Teks Bacaan:
Perbedaan perhatian dengan wujud kesenjangan anggaran ini kemudian menyebabkan
munculnya perbedaan kualitas pendidikan yang berbeda. Di satu sisi
lembaga-lembaga pendidikan yang di bawah departemen pendidikan nasional
mengalami perkembangan cukup pesat sementara pendidikan Islam yang berada di
bawah payung Departemen Agama “terseok-seok” dalam mengikuti perkembangan
zaman.
Di tengah gagalnya sebagian sistem pendidikan
Islam dewasa ini, ada baiknya kita menyimak kembali sistem pendidikan
pesantren. Dalam hal ini, Gontor telah berani melangkah maju menuju perubahan yang
sangat pesat dalam menjaga kearifan perkembangan Islam saat ini. Penggunaan
dasi dan celana yang diterapkan Gontor adalah untuk mendobrak mitos bahwa
santri selalu terkebelakang dan ketinggalan zaman. Prinsip ini tercermin dengan
masuknya materi bahasa inggris menjadi pelajaran utama setelah bahasa Arab dan
agama, dengan tujuan agar santri dapat mengikuti perkembangan zaman dan mampu
mewarnai masyarakat dengan segala perubahannya.

Data Tersedia:
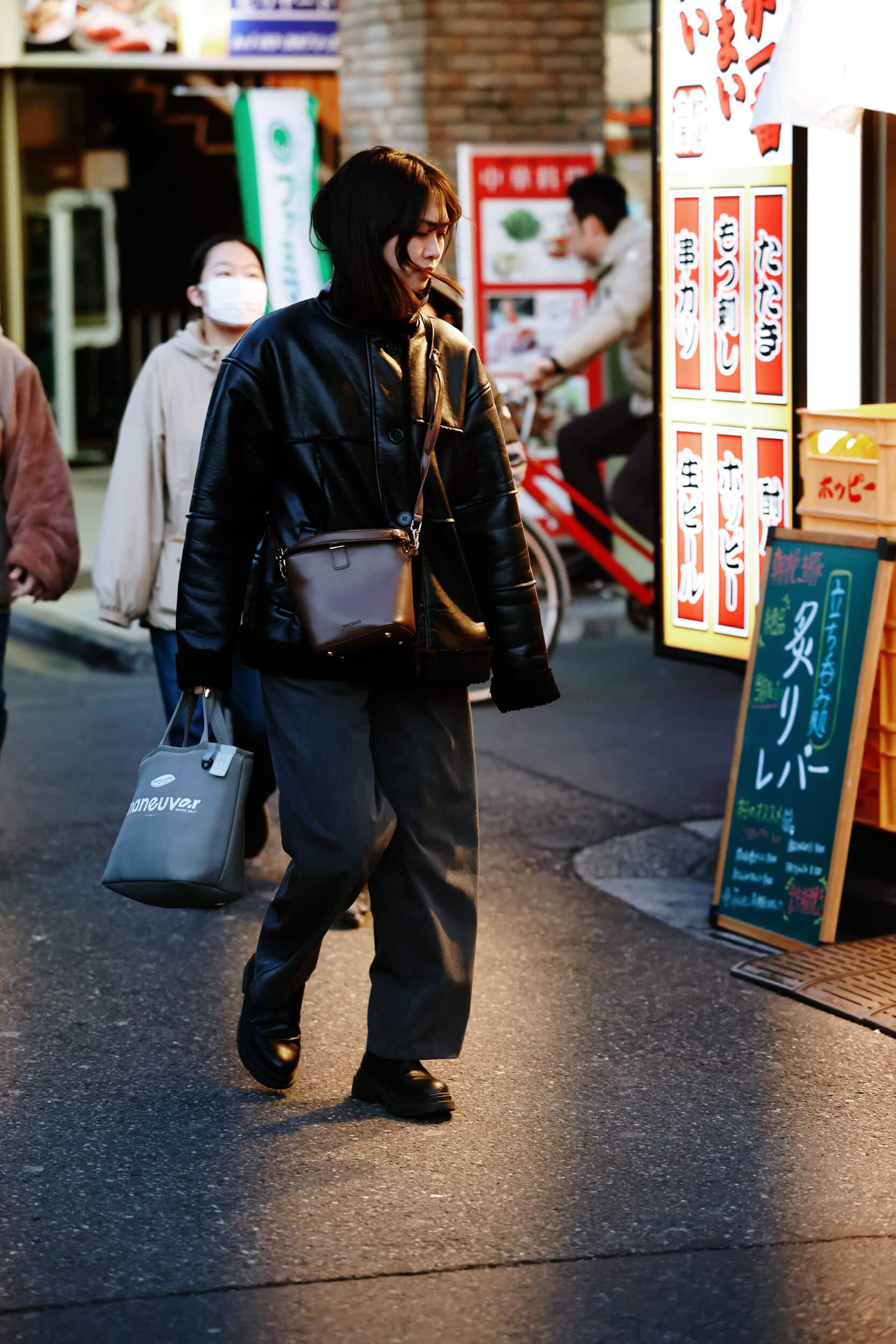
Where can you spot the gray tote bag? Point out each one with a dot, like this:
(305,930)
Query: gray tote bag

Soal Latihan A:
Berdasarkan teks bacaan, jelaskan mengapa Gontor menerapkan penggunaan dasi dan celana.
Soal Latihan B:
Tuliskan ulang bagian teks bacaan antara "Di tengah gagalnya" dan "dengan segala perubahannya.", keduanya termasuk, tanpa mengubah apa pun.

Jawaban Soal A:
Gontor menerapkan penggunaan dasi dan celana untuk mendobrak mitos bahwa santri selalu terkebelakang dan ketinggalan zaman.

Jawaban Soal B:
Di tengah gagalnya sebagian sistem pendidikan
Islam dewasa ini, ada baiknya kita menyimak kembali sistem pendidikan
pesantren. Dalam hal ini, Gontor telah berani melangkah maju menuju perubahan yang
sangat pesat dalam menjaga kearifan perkembangan Islam saat ini. Penggunaan
dasi dan celana yang diterapkan Gontor adalah untuk mendobrak mitos bahwa
santri selalu terkebelakang dan ketinggalan zaman. Prinsip ini tercermin dengan
masuknya materi bahasa inggris menjadi pelajaran utama setelah bahasa Arab dan
agama, dengan tujuan agar santri dapat mengikuti perkembangan zaman dan mampu
mewarnai masyarakat dengan segala perubahannya.